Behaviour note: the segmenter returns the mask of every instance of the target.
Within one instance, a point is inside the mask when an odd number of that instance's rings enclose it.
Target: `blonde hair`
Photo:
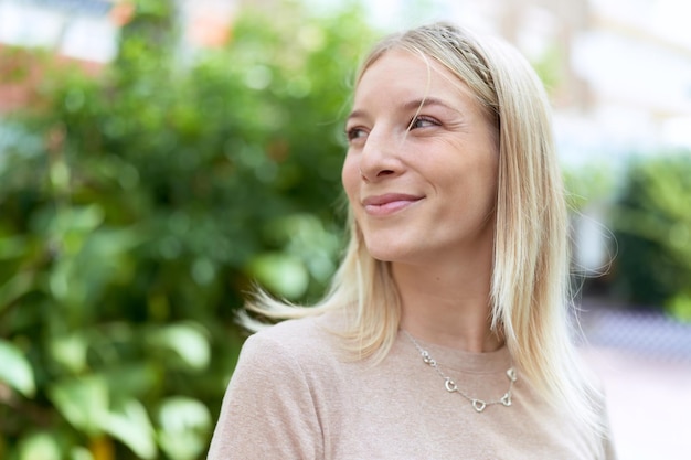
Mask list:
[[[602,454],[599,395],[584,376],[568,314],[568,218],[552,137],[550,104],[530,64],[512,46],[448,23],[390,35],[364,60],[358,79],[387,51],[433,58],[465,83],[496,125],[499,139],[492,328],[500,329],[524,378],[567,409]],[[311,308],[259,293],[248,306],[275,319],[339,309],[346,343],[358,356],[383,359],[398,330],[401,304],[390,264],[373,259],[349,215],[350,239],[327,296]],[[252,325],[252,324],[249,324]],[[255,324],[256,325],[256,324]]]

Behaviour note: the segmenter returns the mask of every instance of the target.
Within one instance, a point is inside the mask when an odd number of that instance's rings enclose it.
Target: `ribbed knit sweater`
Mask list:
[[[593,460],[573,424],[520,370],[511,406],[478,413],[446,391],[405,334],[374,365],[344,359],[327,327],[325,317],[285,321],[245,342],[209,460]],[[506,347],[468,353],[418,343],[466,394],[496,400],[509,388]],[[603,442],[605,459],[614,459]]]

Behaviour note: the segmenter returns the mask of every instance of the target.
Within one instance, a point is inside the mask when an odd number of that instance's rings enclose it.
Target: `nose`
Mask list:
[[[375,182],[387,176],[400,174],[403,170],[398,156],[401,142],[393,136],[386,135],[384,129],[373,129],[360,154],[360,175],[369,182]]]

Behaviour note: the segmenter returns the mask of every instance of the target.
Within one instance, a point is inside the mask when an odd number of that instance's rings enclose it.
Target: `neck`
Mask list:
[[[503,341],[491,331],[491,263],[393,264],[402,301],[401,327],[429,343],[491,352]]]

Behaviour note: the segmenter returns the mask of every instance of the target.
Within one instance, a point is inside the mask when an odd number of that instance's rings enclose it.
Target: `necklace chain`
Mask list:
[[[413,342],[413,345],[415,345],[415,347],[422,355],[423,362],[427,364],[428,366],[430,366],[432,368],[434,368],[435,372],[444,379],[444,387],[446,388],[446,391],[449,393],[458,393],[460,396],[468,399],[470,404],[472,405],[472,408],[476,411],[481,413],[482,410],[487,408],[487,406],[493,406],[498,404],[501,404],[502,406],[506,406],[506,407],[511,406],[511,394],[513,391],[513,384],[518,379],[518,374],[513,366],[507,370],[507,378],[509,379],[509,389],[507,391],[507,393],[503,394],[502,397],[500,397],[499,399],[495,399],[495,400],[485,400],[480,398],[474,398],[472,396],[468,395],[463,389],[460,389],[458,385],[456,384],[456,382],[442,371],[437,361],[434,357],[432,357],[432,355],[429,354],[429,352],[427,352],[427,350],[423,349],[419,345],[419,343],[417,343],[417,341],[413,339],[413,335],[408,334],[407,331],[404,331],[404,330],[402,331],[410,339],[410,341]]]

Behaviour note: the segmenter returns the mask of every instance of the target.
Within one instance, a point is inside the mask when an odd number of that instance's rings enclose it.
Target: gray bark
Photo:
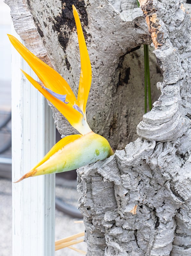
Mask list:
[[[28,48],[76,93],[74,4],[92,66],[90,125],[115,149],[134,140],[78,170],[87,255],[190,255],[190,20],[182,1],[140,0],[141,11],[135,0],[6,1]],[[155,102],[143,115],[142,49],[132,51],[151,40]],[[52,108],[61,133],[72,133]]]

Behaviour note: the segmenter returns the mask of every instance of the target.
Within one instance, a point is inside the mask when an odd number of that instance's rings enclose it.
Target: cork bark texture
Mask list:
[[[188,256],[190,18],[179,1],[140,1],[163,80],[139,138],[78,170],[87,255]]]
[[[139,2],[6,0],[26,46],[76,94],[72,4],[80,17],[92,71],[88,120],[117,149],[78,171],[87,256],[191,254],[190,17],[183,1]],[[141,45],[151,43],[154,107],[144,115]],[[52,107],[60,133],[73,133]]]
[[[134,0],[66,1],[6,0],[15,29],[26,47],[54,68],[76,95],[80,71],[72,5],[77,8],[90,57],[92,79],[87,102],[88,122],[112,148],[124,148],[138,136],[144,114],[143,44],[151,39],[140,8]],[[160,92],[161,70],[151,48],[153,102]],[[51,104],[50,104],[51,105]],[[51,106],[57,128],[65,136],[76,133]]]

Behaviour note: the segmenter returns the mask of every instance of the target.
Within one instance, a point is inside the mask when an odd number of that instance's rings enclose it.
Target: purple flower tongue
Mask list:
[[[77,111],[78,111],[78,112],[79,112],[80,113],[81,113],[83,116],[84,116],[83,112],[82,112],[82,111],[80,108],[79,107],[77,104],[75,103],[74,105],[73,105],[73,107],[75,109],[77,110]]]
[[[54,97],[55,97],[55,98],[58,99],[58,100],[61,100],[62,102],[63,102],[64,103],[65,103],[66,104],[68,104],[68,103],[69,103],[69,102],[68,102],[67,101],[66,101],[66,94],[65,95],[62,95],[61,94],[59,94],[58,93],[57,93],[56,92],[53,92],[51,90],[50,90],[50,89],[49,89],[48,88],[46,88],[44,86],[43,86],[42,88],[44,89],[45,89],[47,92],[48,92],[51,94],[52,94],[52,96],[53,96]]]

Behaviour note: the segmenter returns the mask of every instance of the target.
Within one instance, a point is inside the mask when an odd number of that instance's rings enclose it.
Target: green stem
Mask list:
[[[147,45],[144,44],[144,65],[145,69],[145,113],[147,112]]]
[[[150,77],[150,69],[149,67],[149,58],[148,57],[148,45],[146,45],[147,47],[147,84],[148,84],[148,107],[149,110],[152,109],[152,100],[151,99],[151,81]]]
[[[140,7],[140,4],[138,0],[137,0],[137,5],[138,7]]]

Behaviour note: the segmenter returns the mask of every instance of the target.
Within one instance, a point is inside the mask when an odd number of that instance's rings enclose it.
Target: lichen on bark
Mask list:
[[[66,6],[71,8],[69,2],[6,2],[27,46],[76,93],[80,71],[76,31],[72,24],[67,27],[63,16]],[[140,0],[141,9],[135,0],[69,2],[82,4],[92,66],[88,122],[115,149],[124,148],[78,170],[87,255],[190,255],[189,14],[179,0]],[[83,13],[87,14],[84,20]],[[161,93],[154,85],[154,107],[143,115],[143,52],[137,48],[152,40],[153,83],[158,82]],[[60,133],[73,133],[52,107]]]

........

Locate every line in the records above that contains the string "bark", treating uppercase and lowercase as different, and copy each of those lines in full.

-- ANSWER FOR THE TASK --
Target: gray bark
Target: cork bark texture
Target: lichen on bark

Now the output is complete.